Post by sammynb » Wed Mar 15, 2017 3:24 am

natthu wrote:Unfortunately at work we listen to the radio all day. All day. Every day. It's relentless. It just doesn't stop. Does. Not. Stop. Ever.

Out of necessity it's almost always tuned to one of the stations which aims to inoffensively please a slightly older demographic into which I don't quite fit. Basically I'm doomed to unwillingly listen to 80s bogan soft rock for all eternity, which is only occasionally punctuated by a lackluster pop song, quasi-right wing topical banter, something grungy from the 90s, news about loathsome sports, or the current sad offering of a comeback song written by one of the burnt-out-should-have-retired-years-ago bands who provided a good portion of the aforementioned 80s bogan soft rock. I don't particularly like Ed Sheeran, nor am I more than vaguely au fait with his evidently pop-tastic catalogue, but at this point throwing some of his music into the mix would probably come as a welcome, yet lugubrious and pathetic reprieve.

## Assigned task 1
In the forum post about workplace radio, what five things occasionally punctuate the 80s bogan soft rock?
## Assigned task 2
Can you carry the forum post about workplace radio further, picking up after its last sentence?

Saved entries
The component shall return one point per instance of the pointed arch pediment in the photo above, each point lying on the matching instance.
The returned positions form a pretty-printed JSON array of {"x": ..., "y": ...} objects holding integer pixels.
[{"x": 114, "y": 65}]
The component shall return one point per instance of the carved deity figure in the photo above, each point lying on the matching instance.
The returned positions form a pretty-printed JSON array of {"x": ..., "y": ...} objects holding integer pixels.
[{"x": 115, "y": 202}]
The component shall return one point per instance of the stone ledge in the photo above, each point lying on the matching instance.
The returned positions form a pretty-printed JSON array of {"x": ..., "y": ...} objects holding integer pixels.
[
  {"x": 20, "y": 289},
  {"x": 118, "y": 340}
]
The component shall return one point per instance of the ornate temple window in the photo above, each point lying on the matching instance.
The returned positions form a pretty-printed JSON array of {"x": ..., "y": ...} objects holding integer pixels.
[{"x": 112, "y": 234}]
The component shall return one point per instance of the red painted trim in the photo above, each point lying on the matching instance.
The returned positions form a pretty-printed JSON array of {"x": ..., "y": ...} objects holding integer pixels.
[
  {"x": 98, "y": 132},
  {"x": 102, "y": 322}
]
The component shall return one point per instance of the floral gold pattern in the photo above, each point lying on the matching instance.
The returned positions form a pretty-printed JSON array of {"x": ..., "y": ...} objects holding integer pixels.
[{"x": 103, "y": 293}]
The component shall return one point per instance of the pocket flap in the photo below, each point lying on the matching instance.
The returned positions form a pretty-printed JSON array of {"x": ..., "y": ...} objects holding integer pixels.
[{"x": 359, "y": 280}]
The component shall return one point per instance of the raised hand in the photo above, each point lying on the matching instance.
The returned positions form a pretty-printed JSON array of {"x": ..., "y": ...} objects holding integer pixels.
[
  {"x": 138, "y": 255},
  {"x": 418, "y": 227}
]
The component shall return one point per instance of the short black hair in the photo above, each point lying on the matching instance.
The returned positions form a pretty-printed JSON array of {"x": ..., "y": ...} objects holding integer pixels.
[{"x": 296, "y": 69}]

## Exercise answer 1
- a lackluster pop song
- quasi-right wing topical banter
- something grungy from the 90s
- news about loathsome sports
- the current sad offering of a comeback song written by one of the burnt-out-should-have-retired-years-ago bands who provided a good portion of the aforementioned 80s bogan soft rock

## Exercise answer 2
By great Odin's beard, if someone doesn't save me from this 80s rock apocalypse soon I swear I'm going to do bloody murder upon the work radio with acute prejudice, great vengeance and furious anger (and probably a broken screw driver).

What I'm saying is, I envy all you lucky people who possess the luxury of being able to dislike Ed Sheeran. I'm too deep into the crap music vortex for that.
You do live in a city known for its churches and the local brewery thinks supporting a bible society that releases anti marriage equality videos is acceptable behaviour.
Think yourself lucky it's not tuned into Hillsong radio or some other happy clappy soft rock station.

Stand up for yourself man and tune it into Triple J, it's not like they play anything outside of inoffensive these days.